_Work to complete_
The answer consists solely of the data below, reproduced exactly.

_Exercise data_
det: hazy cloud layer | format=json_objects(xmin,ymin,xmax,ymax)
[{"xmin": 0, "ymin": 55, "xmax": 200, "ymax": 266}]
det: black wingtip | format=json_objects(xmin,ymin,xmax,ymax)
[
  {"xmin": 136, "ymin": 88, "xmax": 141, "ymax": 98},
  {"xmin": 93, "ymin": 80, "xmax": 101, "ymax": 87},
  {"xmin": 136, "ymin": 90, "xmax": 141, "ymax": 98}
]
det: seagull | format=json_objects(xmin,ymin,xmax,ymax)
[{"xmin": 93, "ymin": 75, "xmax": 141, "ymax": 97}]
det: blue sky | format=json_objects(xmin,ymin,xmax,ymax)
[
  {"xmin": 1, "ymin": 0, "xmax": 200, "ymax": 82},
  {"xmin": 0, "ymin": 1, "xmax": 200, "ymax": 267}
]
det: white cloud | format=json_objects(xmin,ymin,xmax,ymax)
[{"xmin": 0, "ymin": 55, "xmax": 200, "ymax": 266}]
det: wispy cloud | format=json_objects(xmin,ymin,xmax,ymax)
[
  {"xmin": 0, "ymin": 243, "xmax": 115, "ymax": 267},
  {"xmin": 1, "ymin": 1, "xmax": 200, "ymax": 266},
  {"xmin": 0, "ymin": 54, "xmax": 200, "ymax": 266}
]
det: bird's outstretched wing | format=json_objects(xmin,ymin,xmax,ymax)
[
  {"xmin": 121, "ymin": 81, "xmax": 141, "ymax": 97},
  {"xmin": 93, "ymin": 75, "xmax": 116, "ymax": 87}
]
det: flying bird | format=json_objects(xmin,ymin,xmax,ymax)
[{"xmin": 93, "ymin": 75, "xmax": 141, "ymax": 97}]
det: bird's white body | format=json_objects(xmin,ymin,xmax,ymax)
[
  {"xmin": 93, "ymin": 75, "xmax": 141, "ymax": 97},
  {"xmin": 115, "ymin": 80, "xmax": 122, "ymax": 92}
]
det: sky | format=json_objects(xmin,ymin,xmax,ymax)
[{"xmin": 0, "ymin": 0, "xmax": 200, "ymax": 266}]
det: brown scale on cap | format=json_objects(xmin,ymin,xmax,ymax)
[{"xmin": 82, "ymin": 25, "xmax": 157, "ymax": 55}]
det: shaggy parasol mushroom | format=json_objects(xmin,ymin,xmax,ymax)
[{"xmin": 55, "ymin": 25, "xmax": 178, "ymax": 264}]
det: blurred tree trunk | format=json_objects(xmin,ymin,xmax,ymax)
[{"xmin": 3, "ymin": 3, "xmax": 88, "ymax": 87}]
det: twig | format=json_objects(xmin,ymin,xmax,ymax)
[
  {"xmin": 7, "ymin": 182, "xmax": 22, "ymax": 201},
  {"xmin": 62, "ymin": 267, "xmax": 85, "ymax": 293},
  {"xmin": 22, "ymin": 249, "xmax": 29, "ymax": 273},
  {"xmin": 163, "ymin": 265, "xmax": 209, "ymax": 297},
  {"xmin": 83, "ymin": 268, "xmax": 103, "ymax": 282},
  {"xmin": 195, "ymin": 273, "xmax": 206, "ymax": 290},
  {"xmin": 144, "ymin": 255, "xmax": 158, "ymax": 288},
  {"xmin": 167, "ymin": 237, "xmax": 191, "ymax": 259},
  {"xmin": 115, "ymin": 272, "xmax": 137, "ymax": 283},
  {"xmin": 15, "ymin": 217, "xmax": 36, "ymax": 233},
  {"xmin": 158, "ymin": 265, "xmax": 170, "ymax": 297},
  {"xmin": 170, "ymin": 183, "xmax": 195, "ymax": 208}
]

_Answer space_
det: hazy cloud layer | format=json_objects(xmin,ymin,xmax,ymax)
[{"xmin": 0, "ymin": 55, "xmax": 200, "ymax": 266}]
det: black wingtip | format=json_objects(xmin,ymin,xmax,ymax)
[
  {"xmin": 136, "ymin": 88, "xmax": 141, "ymax": 98},
  {"xmin": 93, "ymin": 80, "xmax": 101, "ymax": 87},
  {"xmin": 136, "ymin": 90, "xmax": 141, "ymax": 98}
]
det: seagull | format=json_objects(xmin,ymin,xmax,ymax)
[{"xmin": 93, "ymin": 75, "xmax": 141, "ymax": 97}]
det: blue sky | format=json_objects(xmin,ymin,xmax,ymax)
[
  {"xmin": 1, "ymin": 0, "xmax": 200, "ymax": 82},
  {"xmin": 0, "ymin": 1, "xmax": 200, "ymax": 267}
]
det: white cloud | format=json_objects(xmin,ymin,xmax,ymax)
[{"xmin": 0, "ymin": 55, "xmax": 200, "ymax": 266}]
det: wispy cloud | format=json_objects(xmin,ymin,xmax,ymax)
[
  {"xmin": 0, "ymin": 243, "xmax": 115, "ymax": 267},
  {"xmin": 1, "ymin": 1, "xmax": 200, "ymax": 266},
  {"xmin": 0, "ymin": 54, "xmax": 200, "ymax": 266}
]
det: bird's outstretched wing | format=json_objects(xmin,ymin,xmax,ymax)
[
  {"xmin": 121, "ymin": 81, "xmax": 141, "ymax": 97},
  {"xmin": 93, "ymin": 75, "xmax": 116, "ymax": 87}
]
det: flying bird | format=json_objects(xmin,ymin,xmax,ymax)
[{"xmin": 93, "ymin": 75, "xmax": 141, "ymax": 97}]
det: bird's white body | format=json_objects(xmin,ymin,xmax,ymax)
[
  {"xmin": 93, "ymin": 75, "xmax": 141, "ymax": 97},
  {"xmin": 115, "ymin": 80, "xmax": 122, "ymax": 92}
]
det: sky | format=json_objects(xmin,ymin,xmax,ymax)
[{"xmin": 0, "ymin": 0, "xmax": 200, "ymax": 266}]
det: brown scale on cap | format=json_objects(xmin,ymin,xmax,ymax)
[{"xmin": 82, "ymin": 25, "xmax": 157, "ymax": 55}]
det: shaggy parasol mushroom | format=json_objects(xmin,ymin,xmax,ymax)
[{"xmin": 55, "ymin": 25, "xmax": 178, "ymax": 264}]
det: blurred tree trunk | format=json_objects(xmin,ymin,xmax,ymax)
[{"xmin": 3, "ymin": 3, "xmax": 88, "ymax": 87}]
det: twig | format=json_objects(xmin,ymin,xmax,ymax)
[
  {"xmin": 7, "ymin": 182, "xmax": 22, "ymax": 201},
  {"xmin": 62, "ymin": 267, "xmax": 85, "ymax": 293},
  {"xmin": 22, "ymin": 249, "xmax": 29, "ymax": 273},
  {"xmin": 163, "ymin": 265, "xmax": 209, "ymax": 297},
  {"xmin": 83, "ymin": 268, "xmax": 103, "ymax": 282},
  {"xmin": 195, "ymin": 273, "xmax": 206, "ymax": 290},
  {"xmin": 144, "ymin": 255, "xmax": 158, "ymax": 288},
  {"xmin": 167, "ymin": 237, "xmax": 191, "ymax": 259},
  {"xmin": 115, "ymin": 272, "xmax": 137, "ymax": 283},
  {"xmin": 15, "ymin": 217, "xmax": 36, "ymax": 233},
  {"xmin": 158, "ymin": 265, "xmax": 170, "ymax": 297},
  {"xmin": 170, "ymin": 183, "xmax": 195, "ymax": 208}
]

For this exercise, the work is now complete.